▶ **EXTRACT TO READ**:
___

I give an example to people, Nora. If you are an average Uber user, you might use it twice in a week. If you're a power user, you use it 10 times. But that gap is 2 and 10. Sure, you might have busy weeks here and there, but generally this gap is 5X. In our case, if you're an average user, you have $25,000. If you're a power user, you have $25 million. And that's something to just keep in mind, that gap is really, really huge. But there's something else. This wealth is growing. On average, we see in three years, our average user assets grow 4X. So whereas, let's say for Uber, that it's capped out at the number of rides you will have, and of course now they have other verticals and everything. That wealth, it kind of is a negative churn, as we say. It just grows as the people grow and I think that's what makes the whole domain quite a unique domain.

Nora:

So let's remember that Syfe has built its business around the mass affluent. Those are the people who are wealthy enough to invest, first of all. And they are digitally mature enough to do it online.

Bianca:

But that doesn't mean that the segment is uniform, right? There's still very different needs and behaviors to accommodate.

Nora:

For example, investors from the older generations may have deeper wealth, whereas younger investors are just getting started. But how will things change, let's say in the next 10, 20, or 50 years, as the younger investors now become the older investors in the future?

Bianca:

Yeah. I'm curious how their needs evolve and what it means for wealth platforms like Syfe. More of this from Dhruv.

Dhruv Arora:

What has happened quite interestingly for us is that we see that a lot of our customers, for example, are referring their parents, especially for the lower risk offerings, like cash management and income funds, and so on and so forth. And I would say what we have seen interestingly is over the years, our average user age has moved up. And when we especially launch the lower risk, and this is probably again an interesting Asia specific phenomenon because generally people are a bit more conservative, at least here in Singapore. A similar trend actually we're finding in Australia. What we find is when the lower risk options, like a high yield, low risk kind of a product, they generally resonate quite well with the older generations. So I think they are coming in for that.

I think what's going to be quit fascinating to see over the coming decades is that across the world, and Asia is no exception, you're going to see one of the largest intergenerational wealth transfers. And take the case of Australia, where I think the expectation is there's going to be almost about $3.5 trillion of wealth that's going to change hands over the next 10 to 20 years. Now historically, you would expect that that is done the same way, and if I'm managed by banker, it goes to banker B. But the guys who are currently in their 20s or early 30s, et cetera, they are not going to go back to that same old school method of doing it. They probably know, "Hey, I can do it myself. Why am I paying just for buying a stock and keeping it, why should I pay you management fees? I can just do it myself." So I think that happening is quite unique.

___

▶ **EXTRACTED DATA**:
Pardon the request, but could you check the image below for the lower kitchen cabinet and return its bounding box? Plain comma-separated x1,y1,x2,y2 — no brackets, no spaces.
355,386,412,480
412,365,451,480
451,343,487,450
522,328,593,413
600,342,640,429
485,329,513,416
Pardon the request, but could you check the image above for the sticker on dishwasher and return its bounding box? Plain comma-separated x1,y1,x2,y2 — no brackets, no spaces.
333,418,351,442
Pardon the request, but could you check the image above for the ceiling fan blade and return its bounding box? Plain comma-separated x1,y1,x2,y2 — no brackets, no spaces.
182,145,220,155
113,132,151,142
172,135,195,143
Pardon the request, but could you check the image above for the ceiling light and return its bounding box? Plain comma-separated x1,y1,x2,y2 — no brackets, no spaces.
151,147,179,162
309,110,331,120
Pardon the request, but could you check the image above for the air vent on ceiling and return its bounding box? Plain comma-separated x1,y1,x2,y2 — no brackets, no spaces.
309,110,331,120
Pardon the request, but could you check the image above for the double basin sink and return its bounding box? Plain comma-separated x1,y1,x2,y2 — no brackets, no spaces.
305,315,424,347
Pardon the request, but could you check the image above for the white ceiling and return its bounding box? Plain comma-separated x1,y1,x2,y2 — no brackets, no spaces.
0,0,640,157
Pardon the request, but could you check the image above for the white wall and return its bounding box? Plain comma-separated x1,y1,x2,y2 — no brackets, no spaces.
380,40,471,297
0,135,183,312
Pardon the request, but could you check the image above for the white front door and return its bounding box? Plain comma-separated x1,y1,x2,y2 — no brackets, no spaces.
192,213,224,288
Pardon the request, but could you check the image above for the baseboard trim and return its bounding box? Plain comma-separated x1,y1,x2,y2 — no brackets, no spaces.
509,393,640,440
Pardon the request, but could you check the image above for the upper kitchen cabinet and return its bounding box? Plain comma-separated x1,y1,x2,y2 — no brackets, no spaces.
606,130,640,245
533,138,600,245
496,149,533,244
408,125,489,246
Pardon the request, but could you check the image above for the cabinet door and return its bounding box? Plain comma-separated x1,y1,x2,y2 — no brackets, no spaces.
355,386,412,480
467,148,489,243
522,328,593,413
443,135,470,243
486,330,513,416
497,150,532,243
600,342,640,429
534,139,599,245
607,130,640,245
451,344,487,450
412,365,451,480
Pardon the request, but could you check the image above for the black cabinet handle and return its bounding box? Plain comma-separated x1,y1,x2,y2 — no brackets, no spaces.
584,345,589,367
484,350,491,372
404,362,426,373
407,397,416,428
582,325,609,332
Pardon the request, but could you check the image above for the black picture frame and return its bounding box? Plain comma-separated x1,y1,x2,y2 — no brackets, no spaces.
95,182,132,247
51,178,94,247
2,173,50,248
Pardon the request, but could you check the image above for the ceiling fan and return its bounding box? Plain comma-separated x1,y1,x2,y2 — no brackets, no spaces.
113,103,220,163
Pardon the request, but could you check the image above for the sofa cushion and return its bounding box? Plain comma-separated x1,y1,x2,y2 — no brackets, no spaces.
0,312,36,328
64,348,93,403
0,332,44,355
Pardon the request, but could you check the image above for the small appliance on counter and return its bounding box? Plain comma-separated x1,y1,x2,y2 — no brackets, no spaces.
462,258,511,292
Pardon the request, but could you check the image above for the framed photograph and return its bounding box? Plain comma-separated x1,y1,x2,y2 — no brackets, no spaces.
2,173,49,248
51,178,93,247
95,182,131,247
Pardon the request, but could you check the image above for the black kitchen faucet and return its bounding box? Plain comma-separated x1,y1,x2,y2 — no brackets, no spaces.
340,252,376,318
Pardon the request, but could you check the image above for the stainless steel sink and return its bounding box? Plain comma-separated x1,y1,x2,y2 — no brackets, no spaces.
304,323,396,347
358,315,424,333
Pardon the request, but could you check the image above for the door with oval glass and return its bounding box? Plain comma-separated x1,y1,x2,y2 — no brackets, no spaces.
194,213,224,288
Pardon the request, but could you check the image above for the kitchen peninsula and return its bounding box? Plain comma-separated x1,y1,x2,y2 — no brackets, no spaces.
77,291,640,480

___

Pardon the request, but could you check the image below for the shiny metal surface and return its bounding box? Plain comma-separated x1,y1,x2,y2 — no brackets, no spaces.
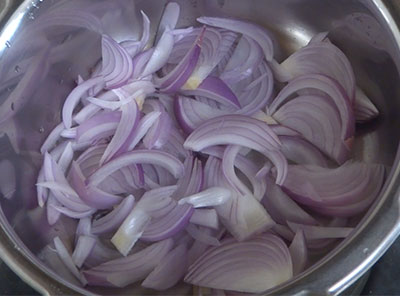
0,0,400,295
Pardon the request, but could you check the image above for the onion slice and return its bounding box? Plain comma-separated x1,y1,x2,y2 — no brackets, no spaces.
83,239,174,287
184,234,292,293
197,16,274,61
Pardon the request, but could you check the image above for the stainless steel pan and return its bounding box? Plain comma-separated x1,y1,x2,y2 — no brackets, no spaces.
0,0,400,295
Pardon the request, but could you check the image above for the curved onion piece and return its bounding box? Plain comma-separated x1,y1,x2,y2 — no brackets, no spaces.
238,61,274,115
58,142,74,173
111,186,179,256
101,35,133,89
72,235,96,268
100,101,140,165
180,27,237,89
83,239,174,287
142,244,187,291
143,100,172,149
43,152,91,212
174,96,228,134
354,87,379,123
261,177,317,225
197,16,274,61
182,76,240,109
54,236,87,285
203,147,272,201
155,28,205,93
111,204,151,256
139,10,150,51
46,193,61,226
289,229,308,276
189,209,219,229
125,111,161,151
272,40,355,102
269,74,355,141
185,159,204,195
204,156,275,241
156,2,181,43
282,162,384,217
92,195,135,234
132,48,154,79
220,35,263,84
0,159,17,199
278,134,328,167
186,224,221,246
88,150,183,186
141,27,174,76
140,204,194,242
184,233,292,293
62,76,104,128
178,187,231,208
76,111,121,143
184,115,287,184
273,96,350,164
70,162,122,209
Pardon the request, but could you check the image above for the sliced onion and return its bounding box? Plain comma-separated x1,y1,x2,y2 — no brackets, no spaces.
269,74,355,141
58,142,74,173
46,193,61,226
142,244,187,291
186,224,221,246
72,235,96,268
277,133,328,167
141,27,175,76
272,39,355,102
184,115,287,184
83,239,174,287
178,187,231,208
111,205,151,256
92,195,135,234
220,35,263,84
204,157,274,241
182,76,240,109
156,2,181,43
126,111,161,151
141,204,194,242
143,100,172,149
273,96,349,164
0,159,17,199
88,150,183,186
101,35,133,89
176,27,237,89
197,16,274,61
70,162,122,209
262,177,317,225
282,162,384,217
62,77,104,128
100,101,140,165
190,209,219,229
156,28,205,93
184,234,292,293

___

▶ **TO DO**:
Decide whether each statement below agrees with the Syfe transcript. Answer yes or no for each and quote the deciding words from the transcript.
1. On average, users' assets grow fourfold within three years.
2. Over the years, the average age of users has gone down.
3. In Australia, about $3.5 trillion of wealth is expected to change hands over the next 10 to 20 years.
The lines after the transcript are separate material, not part of it.

▶ **TASK OUTPUT**:
1. Yes: "On average, we see in three years, our average user assets grow 4X."
2. No: "over the years, our average user age has moved up."
3. Yes: "there's going to be almost about $3.5 trillion of wealth that's going to change hands over the next 10 to 20 years."